(Data for review Opens)

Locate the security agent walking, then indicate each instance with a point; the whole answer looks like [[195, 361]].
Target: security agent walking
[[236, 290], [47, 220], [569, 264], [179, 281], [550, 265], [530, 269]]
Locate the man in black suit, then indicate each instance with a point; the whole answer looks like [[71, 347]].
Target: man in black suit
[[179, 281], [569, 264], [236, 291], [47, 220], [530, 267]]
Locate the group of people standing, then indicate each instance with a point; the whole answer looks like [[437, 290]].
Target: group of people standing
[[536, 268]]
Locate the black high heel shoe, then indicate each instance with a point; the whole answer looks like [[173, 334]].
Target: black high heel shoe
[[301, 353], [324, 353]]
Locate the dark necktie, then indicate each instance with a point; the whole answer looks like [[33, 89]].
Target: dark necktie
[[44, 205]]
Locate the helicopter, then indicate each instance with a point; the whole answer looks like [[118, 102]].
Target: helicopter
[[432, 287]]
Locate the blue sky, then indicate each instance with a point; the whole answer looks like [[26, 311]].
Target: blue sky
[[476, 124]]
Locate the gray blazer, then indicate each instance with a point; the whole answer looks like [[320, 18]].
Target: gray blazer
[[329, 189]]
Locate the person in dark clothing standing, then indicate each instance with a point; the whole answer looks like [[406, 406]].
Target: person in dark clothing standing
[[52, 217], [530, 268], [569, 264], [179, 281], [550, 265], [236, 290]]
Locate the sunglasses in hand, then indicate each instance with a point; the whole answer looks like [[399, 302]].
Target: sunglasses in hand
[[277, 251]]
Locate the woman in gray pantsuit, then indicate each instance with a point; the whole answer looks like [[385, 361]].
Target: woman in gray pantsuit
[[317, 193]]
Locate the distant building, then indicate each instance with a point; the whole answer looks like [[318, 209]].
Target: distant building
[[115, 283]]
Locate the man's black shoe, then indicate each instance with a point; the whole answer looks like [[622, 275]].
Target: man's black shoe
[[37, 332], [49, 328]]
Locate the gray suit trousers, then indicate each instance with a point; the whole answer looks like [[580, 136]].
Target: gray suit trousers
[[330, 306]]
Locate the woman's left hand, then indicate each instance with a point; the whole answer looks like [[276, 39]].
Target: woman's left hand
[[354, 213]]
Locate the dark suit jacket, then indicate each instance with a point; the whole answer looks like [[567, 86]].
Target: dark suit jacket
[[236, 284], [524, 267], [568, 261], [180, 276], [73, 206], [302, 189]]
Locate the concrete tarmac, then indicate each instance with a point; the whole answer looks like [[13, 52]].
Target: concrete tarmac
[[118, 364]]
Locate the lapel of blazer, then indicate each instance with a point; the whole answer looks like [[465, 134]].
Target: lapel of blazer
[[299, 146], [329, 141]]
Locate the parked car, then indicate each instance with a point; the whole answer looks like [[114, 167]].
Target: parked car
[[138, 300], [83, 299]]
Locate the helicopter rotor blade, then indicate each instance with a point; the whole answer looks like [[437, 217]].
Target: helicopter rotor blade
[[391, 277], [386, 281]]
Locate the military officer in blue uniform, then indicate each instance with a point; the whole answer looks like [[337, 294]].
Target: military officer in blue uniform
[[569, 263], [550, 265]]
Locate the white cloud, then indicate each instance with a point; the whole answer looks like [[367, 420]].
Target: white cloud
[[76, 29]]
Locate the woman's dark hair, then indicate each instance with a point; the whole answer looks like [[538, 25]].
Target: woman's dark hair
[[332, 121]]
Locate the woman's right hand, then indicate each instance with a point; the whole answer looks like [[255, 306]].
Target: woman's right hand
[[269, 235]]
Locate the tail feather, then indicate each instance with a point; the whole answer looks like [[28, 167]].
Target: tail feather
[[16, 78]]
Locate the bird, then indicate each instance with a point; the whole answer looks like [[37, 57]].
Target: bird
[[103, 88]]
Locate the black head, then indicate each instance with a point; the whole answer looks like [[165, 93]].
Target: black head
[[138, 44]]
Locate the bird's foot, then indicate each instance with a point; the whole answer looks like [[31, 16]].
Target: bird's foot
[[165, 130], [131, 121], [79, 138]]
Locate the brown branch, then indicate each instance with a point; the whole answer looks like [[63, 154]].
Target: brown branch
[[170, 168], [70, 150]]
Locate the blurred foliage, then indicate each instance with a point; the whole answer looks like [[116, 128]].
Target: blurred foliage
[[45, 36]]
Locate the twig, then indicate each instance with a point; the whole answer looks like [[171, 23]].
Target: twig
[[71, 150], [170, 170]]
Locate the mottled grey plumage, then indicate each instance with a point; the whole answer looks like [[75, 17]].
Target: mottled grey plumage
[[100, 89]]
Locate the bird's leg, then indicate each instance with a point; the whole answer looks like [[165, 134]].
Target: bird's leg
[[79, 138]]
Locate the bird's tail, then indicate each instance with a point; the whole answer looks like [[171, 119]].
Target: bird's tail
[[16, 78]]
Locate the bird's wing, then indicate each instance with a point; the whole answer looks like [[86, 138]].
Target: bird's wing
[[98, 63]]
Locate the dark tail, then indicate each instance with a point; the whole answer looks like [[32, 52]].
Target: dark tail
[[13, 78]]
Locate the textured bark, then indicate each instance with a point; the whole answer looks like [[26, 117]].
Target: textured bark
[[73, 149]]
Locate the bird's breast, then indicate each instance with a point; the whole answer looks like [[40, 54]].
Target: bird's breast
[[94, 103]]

(Data for review Closes)

#### Goal of the exercise
Retype the records above in full, matching each line exactly.

#### Output of the task
Locate the security agent walking, then indicate each instance with a point; the whole answer looks like [[195, 361]].
Target: security agent walking
[[236, 290], [47, 220], [569, 264], [179, 281], [550, 265], [530, 269]]
Locate the man in black suit, then indicate each instance with a point; the whole answer looks like [[71, 347]].
Target: man in black suit
[[179, 281], [569, 264], [236, 291], [47, 220], [530, 267]]
Locate the group of people standing, then indicate each instance with a point; the whole answer looks like [[437, 290]].
Target: group of people standing
[[536, 268]]
Locate the black high heel shoe, then indicate each instance with a point; the whole answer looks like [[173, 334]].
Target: black high heel shoe
[[301, 353], [324, 353]]
Locate the dark necktie, then indicate each instance with a point; the whole answer looks like [[33, 89]].
Target: dark necktie
[[44, 205]]
Locate the helicopter, then indicate each instance with a point; the whole answer looks like [[118, 102]].
Target: helicopter
[[432, 287]]
Locate the blue sky, then indicate each instance with a point; the whole answer looks like [[26, 311]].
Target: blue sky
[[476, 124]]
Locate the gray blazer, then indicate each instance with a point; the whole answer looks like [[320, 18]].
Target: gray blazer
[[329, 189]]
Locate the person in dark clothing standing, then indicate each instance with a point; the whole answer looks like [[406, 406]].
Target: person in dark clothing standing
[[52, 217], [530, 268], [569, 264], [179, 281], [550, 265], [236, 290]]
Locate the sunglasses in hand, then indicate each instance with a point; the whole answer looks like [[399, 302]].
Target: sunglasses in hand
[[277, 251]]
Locate the woman in gray pantsuit, then indicate each instance with a point; the whole answer looks like [[385, 361]].
Target: woman in gray pantsuit
[[317, 193]]
Locate the distant building, then indicate each instance with a point; the whole answer looks like [[318, 209]].
Target: distant building
[[115, 283]]
Locate the man's black shoe, then indicate each instance with a point; the whole answer looks like [[622, 275]].
Target: man's black shoe
[[37, 332], [49, 328]]
Locate the gray suit trousers, then indicate each instance with a point; the whole answer looks like [[580, 136]].
Target: gray suit trousers
[[330, 306]]
Locate the woman's left hand, then indicate each instance with a point; the whole answer looks like [[276, 39]].
Target: woman's left hand
[[354, 213]]
Locate the dark suit jacket, then indicate each instance with a point; the whole answer looks like [[567, 86]].
Target: dark suit jacket
[[236, 284], [524, 267], [568, 261], [180, 276], [73, 206], [302, 189]]
Locate the concrete tarmac, then indicate each instance with a point; the whole answer looks like [[13, 52]].
Target: concrete tarmac
[[118, 364]]
Locate the lapel of blazer, then indicate each instance with a point; the whole answer looks like [[465, 134]].
Target: lapel of blazer
[[299, 146], [329, 141]]
Locate the parked car, then indicate each instance with a point; the whole answer looks like [[114, 167]].
Target: parked car
[[138, 300], [83, 299]]
Locate the helicopter rotor blade, then indicate each instance with a point; the whole answer looks like [[437, 217]].
Target: helicopter rotor blade
[[391, 277], [386, 281]]
Locate the military officer in blue uniform, then indicate each instance with a point; the whole answer looks like [[337, 294]].
Target: military officer in blue uniform
[[569, 263], [550, 265]]
Locate the white cloud, then indicate each instance with a point; the whole answer looks like [[367, 420]].
Target: white cloud
[[76, 29]]
Locate the woman's dark hair, then indicate each instance with a point; the whole answer looks like [[538, 25]].
Target: woman's dark hair
[[332, 121]]
Locate the woman's right hand, then indicate each instance with a point; the whole answer looks like [[255, 306]].
Target: woman's right hand
[[269, 235]]
Locate the tail feather, then indicate each instance with a point; the whole answer looks like [[28, 167]].
Target: tail feather
[[16, 78]]
Locate the bird, then indicate each instance with a point; the whole answer looks like [[37, 57]].
Target: bird
[[103, 88]]
Locate the black head, then indicate each instance with a point; the whole answer looks like [[165, 93]].
Target: black head
[[138, 44]]
Locate the bird's foot, then indicate each instance with a point; the whole answer looks like [[31, 16]].
Target: bird's foot
[[165, 130], [131, 121], [79, 138]]
Locate the brown branch, then indicate each instance with a point; the whole answer looks like [[63, 154]].
Target: brown branch
[[170, 168], [70, 150]]
Locate the blurred foliage, then indicate each instance with a point; the whole answer looks like [[116, 128]].
Target: blurred foliage
[[45, 36]]
Locate the twig, then indicate each instance with a point; the whole answer looks like [[171, 23]].
Target: twig
[[71, 150], [170, 170]]
Locate the mottled grey plumage, then indicate each instance with a point; the whole answer looks like [[75, 17]].
Target: mottled grey plumage
[[100, 89]]
Locate the bird's leg, then indicate each instance with a point; the whole answer looks like [[165, 134]].
Target: bird's leg
[[79, 138]]
Locate the bird's tail, then indicate each instance with a point; the whole answer looks like [[171, 119]].
Target: bird's tail
[[16, 78]]
Locate the bird's wing, then indicate each instance with a point; the whole answer looks like [[86, 138]].
Target: bird's wing
[[98, 63]]
Locate the dark tail, then indicate each instance with a point; the whole answer looks like [[32, 52]].
Target: dark tail
[[13, 78]]
Locate the textured bark, then indicate each instance with a point; the whole answer looks like [[26, 117]].
Target: textured bark
[[73, 149]]
Locate the bird's breast, then indicate each instance with a point; the whole answer looks like [[40, 54]].
Target: bird's breast
[[94, 103]]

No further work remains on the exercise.